> WORK INSTRUCTIONS: Reproduce every one of the rows below verbatim, keeping each character, number, and line break unchanged.

> ENTRIES SUPPLIED:

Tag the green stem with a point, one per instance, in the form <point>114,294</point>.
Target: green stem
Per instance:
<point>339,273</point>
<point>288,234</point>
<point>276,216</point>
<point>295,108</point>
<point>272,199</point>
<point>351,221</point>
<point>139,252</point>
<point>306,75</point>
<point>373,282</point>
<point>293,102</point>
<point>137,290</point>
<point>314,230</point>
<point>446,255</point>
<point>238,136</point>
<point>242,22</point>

> RESULT BELOW:
Tag the green stem with a point, one per instance, in the form <point>114,294</point>.
Target: green stem
Per instance:
<point>339,273</point>
<point>288,234</point>
<point>276,216</point>
<point>295,108</point>
<point>272,199</point>
<point>351,221</point>
<point>139,252</point>
<point>306,75</point>
<point>373,282</point>
<point>293,102</point>
<point>137,290</point>
<point>314,230</point>
<point>446,255</point>
<point>238,136</point>
<point>242,22</point>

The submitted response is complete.